▶ [Instruction 1] Could you reproduce the records starting at the line that contains "Q: Find one point on every instance of the green" and ending at the last of the records, with "storm cloud" replaced by "rain cloud" and everything else unchanged, leaving out the pictures?

Begin Passage to read

A daft draft is wafting these days through an otherwise unremarkable floor of a new office building on K Street NE, where the surprising Irish-centric theater company Solas Nua has chosen to stage its first musical: an extravagantly loopy exercise called "Improbable Frequency."

The folks at Solas Nua are clearly in a mood to stretch, having diverged here from their signature fare: compact Irish dramas of gritty lyricism. For this occasion they've converted an unfinished floor of a high-rise into a wartime cabaret. There plays out the sometimes amusing, sometimes overblown tale of a British code-breaker dispatched to Dublin to figure out whether subversives in neutral Ireland are in cahoots with the Germans.

The company gets high marks for undertaking tricky material. "Improbable Frequency" is a wobbly piece of theater from Dublin that requires an exceptional degree of proficiency. It's a show that revels in an iconoclastic mixing of cerebral wit and bad puns. It relies, too, on an insouciant spirit to cover up the lapses in the storytelling and the unevenness in the songs.

End Passage to read

▶ [Instruction 2] According to the theater review, what has Solas Nua turned the unfinished floor of a high-rise into?

Begin Listing

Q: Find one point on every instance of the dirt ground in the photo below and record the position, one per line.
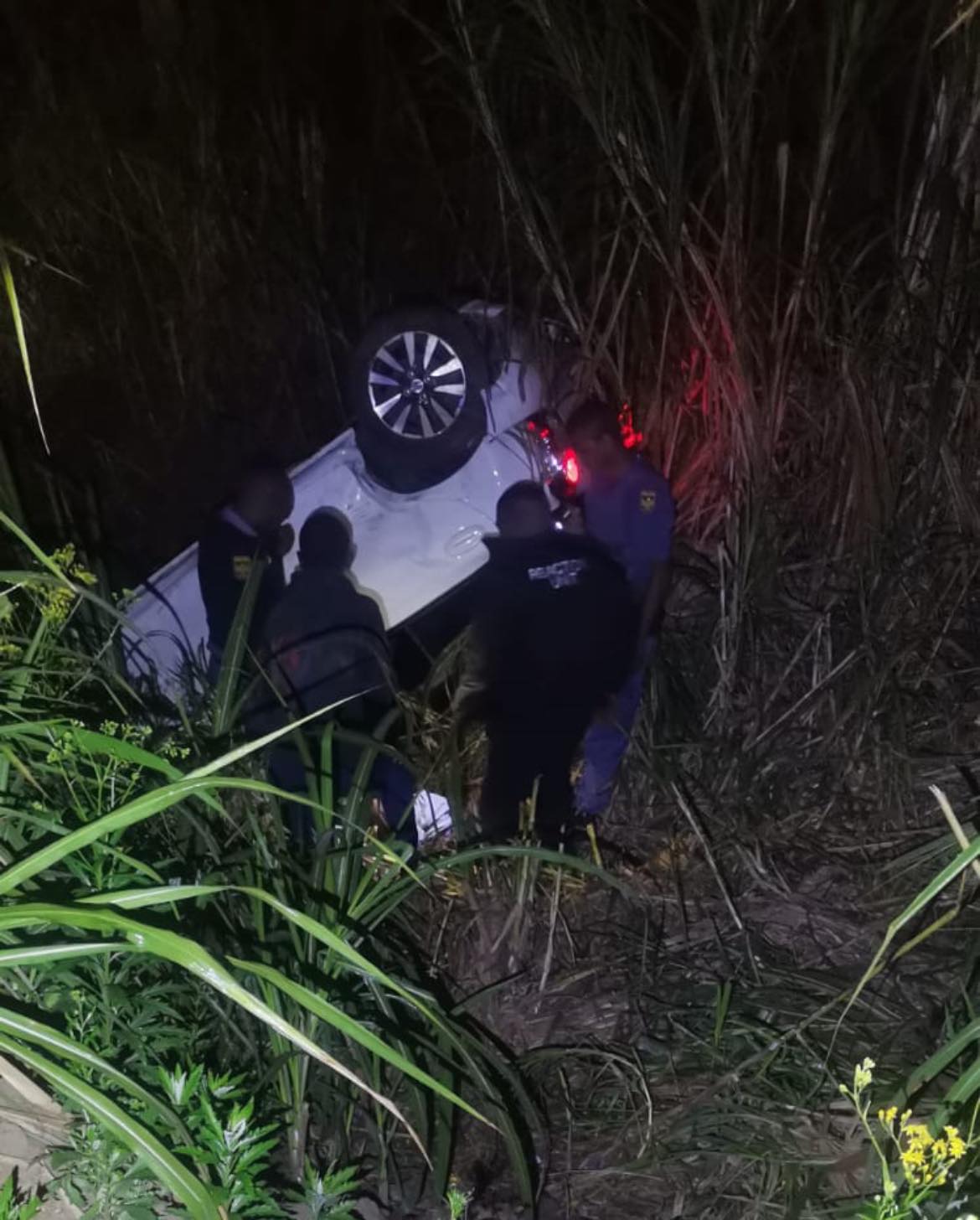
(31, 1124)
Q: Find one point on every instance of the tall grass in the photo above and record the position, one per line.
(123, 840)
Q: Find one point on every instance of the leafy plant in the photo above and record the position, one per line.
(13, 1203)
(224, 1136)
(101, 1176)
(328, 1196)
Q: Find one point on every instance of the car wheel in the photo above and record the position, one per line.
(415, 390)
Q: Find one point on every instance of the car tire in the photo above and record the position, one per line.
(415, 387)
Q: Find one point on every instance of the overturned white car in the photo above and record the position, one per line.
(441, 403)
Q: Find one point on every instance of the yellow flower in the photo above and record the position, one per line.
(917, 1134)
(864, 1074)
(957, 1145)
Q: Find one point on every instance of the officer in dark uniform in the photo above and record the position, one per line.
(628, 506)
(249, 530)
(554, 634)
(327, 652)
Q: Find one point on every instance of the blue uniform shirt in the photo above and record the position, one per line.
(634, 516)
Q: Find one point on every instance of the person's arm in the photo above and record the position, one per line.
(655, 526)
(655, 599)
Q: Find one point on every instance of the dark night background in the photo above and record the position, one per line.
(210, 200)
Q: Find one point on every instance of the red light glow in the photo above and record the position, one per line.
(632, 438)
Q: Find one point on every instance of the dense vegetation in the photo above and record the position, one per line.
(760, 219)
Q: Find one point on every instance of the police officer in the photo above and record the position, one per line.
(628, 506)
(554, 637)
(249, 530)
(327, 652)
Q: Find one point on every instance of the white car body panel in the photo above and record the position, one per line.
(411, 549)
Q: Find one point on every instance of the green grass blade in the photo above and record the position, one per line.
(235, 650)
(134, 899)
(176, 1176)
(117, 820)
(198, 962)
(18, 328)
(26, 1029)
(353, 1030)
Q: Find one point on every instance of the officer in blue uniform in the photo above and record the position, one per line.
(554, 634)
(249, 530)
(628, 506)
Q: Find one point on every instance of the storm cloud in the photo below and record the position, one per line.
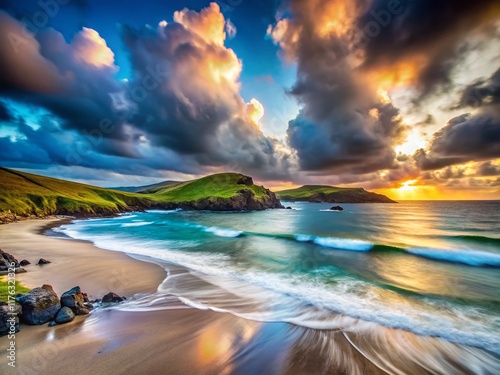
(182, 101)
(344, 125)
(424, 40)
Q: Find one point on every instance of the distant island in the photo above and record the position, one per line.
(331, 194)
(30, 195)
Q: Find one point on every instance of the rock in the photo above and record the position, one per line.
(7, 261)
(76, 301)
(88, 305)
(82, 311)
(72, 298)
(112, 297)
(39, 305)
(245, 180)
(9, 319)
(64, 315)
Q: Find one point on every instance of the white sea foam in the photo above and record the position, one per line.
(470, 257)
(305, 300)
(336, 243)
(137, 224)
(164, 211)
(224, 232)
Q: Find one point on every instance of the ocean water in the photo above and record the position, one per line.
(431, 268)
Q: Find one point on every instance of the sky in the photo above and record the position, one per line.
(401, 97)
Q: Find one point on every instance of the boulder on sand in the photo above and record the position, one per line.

End Listing

▶ [Correct response 1]
Q: Find one point on every instance of the green grass blade in the photo above and record the position, one per line.
(235, 650)
(134, 899)
(176, 1176)
(117, 820)
(198, 962)
(18, 328)
(26, 1029)
(353, 1030)
Q: Find one point on every instance of the officer in blue uniform in the photo above and record the position, one per line.
(554, 634)
(249, 530)
(628, 506)
Q: Find one point on every instance of the rain cloud in the photo below and record the position, one per line.
(182, 101)
(344, 125)
(424, 40)
Q: Find one point on every instance of the distant island in the photo above and record the position, one per line.
(331, 194)
(30, 195)
Q: Find one point on every instance of the rock in the photo above and record the position, one per line.
(7, 261)
(76, 301)
(88, 305)
(82, 311)
(72, 298)
(112, 297)
(39, 305)
(245, 180)
(9, 319)
(64, 315)
Q: Find one point on every instance of the white sea foam in the photo above and record the position, one per line.
(470, 257)
(305, 300)
(336, 243)
(137, 224)
(164, 211)
(224, 232)
Q: Find one point on every instance of the ocean water in the photo above and record the position, one per line.
(431, 268)
Q: Find one point on every instance of the sky in the photo above and record the position, one per line.
(401, 97)
Q: Find one point on every instance of the boulder on sand in the photo above and record the position, one per line.

▶ [Correct response 2] A wartime cabaret.